Task directions
The data below is to be repeated in full, exactly as shown.

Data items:

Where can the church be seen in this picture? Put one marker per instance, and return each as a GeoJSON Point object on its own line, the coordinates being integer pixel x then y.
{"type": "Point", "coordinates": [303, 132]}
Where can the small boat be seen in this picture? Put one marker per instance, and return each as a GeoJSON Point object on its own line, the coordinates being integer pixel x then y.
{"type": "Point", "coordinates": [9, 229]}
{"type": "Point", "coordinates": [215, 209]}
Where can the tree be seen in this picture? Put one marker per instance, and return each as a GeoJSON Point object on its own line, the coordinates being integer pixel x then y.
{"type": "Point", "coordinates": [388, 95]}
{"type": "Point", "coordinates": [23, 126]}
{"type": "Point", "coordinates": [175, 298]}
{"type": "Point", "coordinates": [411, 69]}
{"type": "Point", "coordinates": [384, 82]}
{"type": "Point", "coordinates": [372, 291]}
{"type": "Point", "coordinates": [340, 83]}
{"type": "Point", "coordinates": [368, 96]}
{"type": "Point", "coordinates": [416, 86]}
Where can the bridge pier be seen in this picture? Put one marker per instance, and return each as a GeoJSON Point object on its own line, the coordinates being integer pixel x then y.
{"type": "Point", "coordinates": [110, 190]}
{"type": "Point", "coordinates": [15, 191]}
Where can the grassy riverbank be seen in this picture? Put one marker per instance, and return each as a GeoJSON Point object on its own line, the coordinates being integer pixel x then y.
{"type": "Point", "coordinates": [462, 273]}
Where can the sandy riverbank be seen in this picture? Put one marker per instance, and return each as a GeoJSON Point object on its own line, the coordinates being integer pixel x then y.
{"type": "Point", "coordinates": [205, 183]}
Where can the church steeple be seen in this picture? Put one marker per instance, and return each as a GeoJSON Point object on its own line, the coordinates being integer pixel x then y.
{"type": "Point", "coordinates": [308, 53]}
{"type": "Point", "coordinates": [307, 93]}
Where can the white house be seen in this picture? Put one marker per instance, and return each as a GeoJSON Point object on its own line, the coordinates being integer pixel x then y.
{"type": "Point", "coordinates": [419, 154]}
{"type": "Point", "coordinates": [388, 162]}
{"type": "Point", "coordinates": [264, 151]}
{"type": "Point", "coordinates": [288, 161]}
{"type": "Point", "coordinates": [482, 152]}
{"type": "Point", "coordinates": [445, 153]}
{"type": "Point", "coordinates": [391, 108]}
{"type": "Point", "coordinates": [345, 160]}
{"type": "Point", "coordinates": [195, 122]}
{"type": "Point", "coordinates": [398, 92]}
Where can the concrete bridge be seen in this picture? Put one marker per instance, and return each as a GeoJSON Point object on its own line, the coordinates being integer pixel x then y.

Solution for this problem
Where can the church be seen in this picture? Put one marker per instance, and return each as a GeoJSON Point object on its own line, the coordinates being integer pixel x then y.
{"type": "Point", "coordinates": [303, 132]}
Where can the small boat be seen in this picture? Put one marker per instance, and return each as a GeoJSON Point object on its own line, the coordinates being integer pixel x then y.
{"type": "Point", "coordinates": [9, 229]}
{"type": "Point", "coordinates": [215, 209]}
Where can the tree be seen in this picture? Put one marker per instance, and return each as a GeoJSON Point object on its own line, the coordinates being integer pixel x then y.
{"type": "Point", "coordinates": [388, 95]}
{"type": "Point", "coordinates": [23, 126]}
{"type": "Point", "coordinates": [175, 298]}
{"type": "Point", "coordinates": [411, 69]}
{"type": "Point", "coordinates": [384, 82]}
{"type": "Point", "coordinates": [372, 291]}
{"type": "Point", "coordinates": [340, 83]}
{"type": "Point", "coordinates": [368, 96]}
{"type": "Point", "coordinates": [416, 86]}
Where can the bridge pier be seen in this picture? Put one marker per instance, and return each as a GeoJSON Point object on its own line, the coordinates being integer pixel x then y.
{"type": "Point", "coordinates": [110, 190]}
{"type": "Point", "coordinates": [15, 191]}
Where can the grassy riverbank be seen in this picture? Put one marker per instance, and return each as a GeoJSON Point object on its own line, the coordinates being integer pixel x then y.
{"type": "Point", "coordinates": [462, 273]}
Where can the sandy riverbank be seen in this picture? Put one marker per instance, and return each as a GeoJSON Point object on its own line, the coordinates being integer pixel x then y.
{"type": "Point", "coordinates": [205, 183]}
Where can the church steeple be seen in this picture? Put one marker per instance, and return each as a GeoJSON Point object on its own line, the coordinates being integer pixel x then y.
{"type": "Point", "coordinates": [308, 53]}
{"type": "Point", "coordinates": [307, 93]}
Where can the white house be seen in this picture? Put one marker per instance, and return each as a GeoJSON Point object on its own line, the coordinates being integer pixel x then y.
{"type": "Point", "coordinates": [419, 154]}
{"type": "Point", "coordinates": [388, 162]}
{"type": "Point", "coordinates": [264, 151]}
{"type": "Point", "coordinates": [288, 161]}
{"type": "Point", "coordinates": [482, 152]}
{"type": "Point", "coordinates": [445, 153]}
{"type": "Point", "coordinates": [391, 108]}
{"type": "Point", "coordinates": [345, 160]}
{"type": "Point", "coordinates": [195, 122]}
{"type": "Point", "coordinates": [398, 92]}
Where can the concrete bridge be seen in this picture? Put one marker per instance, and return each as a GeoJSON Point object on its own line, the coordinates being integer pixel x then y.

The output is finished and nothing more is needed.